Text shown:

Because medical marijuana advocates have spent years securing basic patient access, there's been little effort devoted to developing regulation, which the Republican-controlled legislature is unlikely to pursue independently, fearing it would legitimize medical marijuana. So the law has remained vague. The Bozeman cases exposed blind spots that allow drug dealers to masquerade as medical providers and expose legal providers to prosecution.

CHARGES AND EVIDENCE

Few federal drug cases make it all the way to trial because prosecutors typically have overwhelming evidence and defendants know they're better off pleading guilty for a lighter sentence. Without trials, many of the details of such cases remain hidden from public view.

Charlton Campbell pleaded guilty in March to conspiracy to manufacture and distribute marijuana—part of a plea deal with prosecutors, who dropped three additional felony charges—and was sentenced in June to 18 months in federal prison.

It was initially unclear to observers why Charlton Campbell would accept a plea deal instead of mounting a McIntosh defense, as his brother and Michael Mason eventually would. It became clear when the DOJ filed an "offer of proof" outlining the evidence prosecutors would use to prove their case should it go to trial.

According to the DOJ, a confidential DEA source, over the course of three visits between March and May of 2016, bought a pound of marijuana from the Montana Buds storefront in Bozeman in increments illegal under state law and without a medical marijuana card.

Such a sale obviously violates Montana's medical marijuana laws, rendering a McIntosh defense impossible. The prosecution also said they could corroborate claims by confidential sources that Charlton Campbell was involved in interstate drug trafficking.

Extracted records:
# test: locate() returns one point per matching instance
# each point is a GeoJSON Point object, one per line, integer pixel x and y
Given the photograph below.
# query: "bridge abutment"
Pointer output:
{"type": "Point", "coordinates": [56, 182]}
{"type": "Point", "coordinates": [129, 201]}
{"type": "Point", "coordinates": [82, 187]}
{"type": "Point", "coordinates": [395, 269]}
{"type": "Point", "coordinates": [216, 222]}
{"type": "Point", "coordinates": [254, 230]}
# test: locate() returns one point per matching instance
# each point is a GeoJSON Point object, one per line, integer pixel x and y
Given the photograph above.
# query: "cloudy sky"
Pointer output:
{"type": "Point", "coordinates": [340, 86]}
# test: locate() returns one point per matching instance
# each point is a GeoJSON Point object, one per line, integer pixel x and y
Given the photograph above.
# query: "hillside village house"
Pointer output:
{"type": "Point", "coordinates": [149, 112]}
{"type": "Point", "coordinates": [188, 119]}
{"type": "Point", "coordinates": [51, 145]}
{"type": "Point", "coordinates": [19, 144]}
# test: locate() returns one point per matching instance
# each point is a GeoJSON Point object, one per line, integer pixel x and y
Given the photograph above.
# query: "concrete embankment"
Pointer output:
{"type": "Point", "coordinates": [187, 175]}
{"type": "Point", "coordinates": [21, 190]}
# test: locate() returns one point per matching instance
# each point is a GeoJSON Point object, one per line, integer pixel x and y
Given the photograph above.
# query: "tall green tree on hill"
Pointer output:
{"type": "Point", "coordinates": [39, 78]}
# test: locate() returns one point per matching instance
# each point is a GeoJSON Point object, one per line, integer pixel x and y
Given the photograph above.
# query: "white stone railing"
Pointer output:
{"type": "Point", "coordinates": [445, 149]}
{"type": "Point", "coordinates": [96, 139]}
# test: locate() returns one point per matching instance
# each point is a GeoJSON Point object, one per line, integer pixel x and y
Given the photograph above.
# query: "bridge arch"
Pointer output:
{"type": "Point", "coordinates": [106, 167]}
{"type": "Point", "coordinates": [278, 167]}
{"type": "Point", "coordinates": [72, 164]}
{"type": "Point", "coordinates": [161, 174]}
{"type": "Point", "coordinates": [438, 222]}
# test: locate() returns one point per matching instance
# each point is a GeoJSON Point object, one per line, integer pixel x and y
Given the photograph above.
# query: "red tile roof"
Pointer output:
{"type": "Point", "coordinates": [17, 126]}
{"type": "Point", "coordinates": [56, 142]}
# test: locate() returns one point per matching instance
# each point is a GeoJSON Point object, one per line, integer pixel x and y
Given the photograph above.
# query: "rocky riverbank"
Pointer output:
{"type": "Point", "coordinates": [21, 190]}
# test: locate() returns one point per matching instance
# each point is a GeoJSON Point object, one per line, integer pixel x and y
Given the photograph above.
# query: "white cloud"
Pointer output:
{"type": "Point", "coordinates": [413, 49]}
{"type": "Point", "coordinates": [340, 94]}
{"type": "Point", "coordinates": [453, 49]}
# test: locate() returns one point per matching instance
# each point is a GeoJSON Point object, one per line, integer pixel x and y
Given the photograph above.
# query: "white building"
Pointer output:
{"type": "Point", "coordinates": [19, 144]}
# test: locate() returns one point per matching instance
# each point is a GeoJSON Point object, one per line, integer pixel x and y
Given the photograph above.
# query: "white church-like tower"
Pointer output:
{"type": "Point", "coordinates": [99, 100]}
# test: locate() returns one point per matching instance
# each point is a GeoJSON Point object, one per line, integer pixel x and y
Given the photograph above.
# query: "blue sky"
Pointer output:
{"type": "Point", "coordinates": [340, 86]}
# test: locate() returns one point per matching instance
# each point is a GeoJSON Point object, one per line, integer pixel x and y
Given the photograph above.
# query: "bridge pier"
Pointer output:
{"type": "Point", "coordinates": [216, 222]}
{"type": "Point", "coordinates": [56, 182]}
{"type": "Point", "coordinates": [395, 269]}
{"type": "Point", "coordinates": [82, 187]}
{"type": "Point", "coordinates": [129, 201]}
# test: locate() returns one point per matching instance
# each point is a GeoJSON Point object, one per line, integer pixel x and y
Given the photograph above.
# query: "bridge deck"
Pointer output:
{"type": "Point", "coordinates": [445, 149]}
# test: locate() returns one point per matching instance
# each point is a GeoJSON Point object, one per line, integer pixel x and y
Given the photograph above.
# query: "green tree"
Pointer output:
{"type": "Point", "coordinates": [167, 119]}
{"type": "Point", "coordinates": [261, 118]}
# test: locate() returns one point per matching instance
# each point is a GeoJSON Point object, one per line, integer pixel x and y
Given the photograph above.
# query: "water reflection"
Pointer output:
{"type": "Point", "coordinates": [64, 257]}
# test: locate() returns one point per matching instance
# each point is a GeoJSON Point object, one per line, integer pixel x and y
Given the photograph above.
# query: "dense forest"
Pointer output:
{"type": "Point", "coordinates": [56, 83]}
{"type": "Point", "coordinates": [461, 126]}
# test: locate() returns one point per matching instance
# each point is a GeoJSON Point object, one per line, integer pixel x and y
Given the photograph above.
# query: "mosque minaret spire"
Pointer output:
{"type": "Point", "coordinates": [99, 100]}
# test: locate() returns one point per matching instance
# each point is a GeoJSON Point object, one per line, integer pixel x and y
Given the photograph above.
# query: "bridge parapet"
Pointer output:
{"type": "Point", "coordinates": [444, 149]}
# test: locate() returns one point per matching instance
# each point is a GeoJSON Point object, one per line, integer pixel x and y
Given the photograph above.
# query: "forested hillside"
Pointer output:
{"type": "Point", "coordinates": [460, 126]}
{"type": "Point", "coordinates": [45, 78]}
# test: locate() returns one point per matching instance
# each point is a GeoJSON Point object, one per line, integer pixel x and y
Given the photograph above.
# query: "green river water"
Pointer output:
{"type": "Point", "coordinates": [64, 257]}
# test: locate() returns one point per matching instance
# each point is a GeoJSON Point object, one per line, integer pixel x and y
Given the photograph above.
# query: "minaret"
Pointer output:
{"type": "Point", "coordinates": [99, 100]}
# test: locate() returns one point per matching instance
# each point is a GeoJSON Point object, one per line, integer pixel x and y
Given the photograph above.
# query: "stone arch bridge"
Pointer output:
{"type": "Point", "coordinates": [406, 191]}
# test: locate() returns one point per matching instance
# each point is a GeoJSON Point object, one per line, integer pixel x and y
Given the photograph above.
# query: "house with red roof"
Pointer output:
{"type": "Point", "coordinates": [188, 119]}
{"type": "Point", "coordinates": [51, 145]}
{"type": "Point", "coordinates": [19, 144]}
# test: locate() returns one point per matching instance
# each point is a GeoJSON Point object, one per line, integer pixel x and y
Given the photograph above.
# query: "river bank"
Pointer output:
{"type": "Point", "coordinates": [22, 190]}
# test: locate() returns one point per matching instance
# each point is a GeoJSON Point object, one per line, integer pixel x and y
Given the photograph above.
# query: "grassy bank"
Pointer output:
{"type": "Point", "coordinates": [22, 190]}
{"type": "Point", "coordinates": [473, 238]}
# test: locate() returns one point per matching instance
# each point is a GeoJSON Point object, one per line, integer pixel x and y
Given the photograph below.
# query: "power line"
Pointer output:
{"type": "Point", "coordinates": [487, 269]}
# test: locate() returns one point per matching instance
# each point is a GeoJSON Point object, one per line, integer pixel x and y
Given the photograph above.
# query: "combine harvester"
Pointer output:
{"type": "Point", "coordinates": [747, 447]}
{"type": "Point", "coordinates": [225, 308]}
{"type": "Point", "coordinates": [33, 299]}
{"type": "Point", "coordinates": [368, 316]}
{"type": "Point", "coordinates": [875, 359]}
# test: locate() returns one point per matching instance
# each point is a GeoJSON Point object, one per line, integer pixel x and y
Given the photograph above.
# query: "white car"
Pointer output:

Task requirements:
(a) Reproduce the passage from the piece on the Bozeman marijuana cases, starting at "CHARGES AND EVIDENCE" up to and including "in federal prison.".
(b) Keep writing the piece on the Bozeman marijuana cases from the point where it ends.
Nothing in the records has any bearing on this.

Exercise responses:
(a)
CHARGES AND EVIDENCE

Few federal drug cases make it all the way to trial because prosecutors typically have overwhelming evidence and defendants know they're better off pleading guilty for a lighter sentence. Without trials, many of the details of such cases remain hidden from public view.

Charlton Campbell pleaded guilty in March to conspiracy to manufacture and distribute marijuana—part of a plea deal with prosecutors, who dropped three additional felony charges—and was sentenced in June to 18 months in federal prison.

(b)
Of the four men indicted, David Maples' case finished first. Maples was indicted on two federal drug charges after DEA agents found an edibles production lab, more than 100 pounds of marijuana, and $20,000 in cash during a June raid of an apartment rented to him by Charlton Campbell. Maples also took a plea deal. Arguing for a light sentence, Maples' attorney said that his client, a chef who created edibles for Charlton Campbell, simply filled orders and developed new products for his employer, playing no role in distribution. Maples claimed that the hundreds of pounds of marijuana products found in his apartment were Charlton's to distribute.

"Most indicative of David's role is the fact that he earned $20 per hour for his work while the owners of the business earned millions," Maples' attorney wrote.

As requested by his attorney, Maples was sentenced to three years probation.

Jesse Campbell and Michael Mason initially pleaded not guilty to drug charges and filed motions in December and January asking presiding judge Dana Christensen to dismiss their cases or prevent the DOJ from prosecuting them, citing the McIntosh precedent.

Evidentiary hearings on the motions were held on Feb. 17 and continued on March 20.

MCINTOSH DEFENSE FAILS

The purpose of the evidentiary hearings was to determine if Jesse Campbell and Michael Mason, in the language of the McIntosh precedent, "strictly complied with all relevant conditions imposed by state law on the use, distribution, possession, and cultivation of medical marijuana." If they did, the DOJ couldn't prosecute, and the case would be dismissed.

Judge Christensen put the burden of proving noncompliance on the federal prosecutor. The defense was tasked with disproving any allegation that Campbell and Mason had broken state law.

During examination, DEA Special Agent Bryan Fillinger said the investigation into Montana Buds began in March of 2016, but it led to Jesse Campbell only after a Bozeman police officer tipped the agent off to a former dispensary employee and Gallatin County jail inmate who might have some "interesting information" about his former workplace.

Fillinger said he spoke with the man, Nicholas Sommerville, only once, and that the man told him that at Montana Buds he had witnessed provider-to-provider transactions, interstate cannabis sales and a Christmas party fueled by cocaine, LSD and prescription pills. Sommerville also told the agent that he had purchased half a pound of marijuana two or three times a week from Jesse Campbell at his Hidden Valley home over the course of six months.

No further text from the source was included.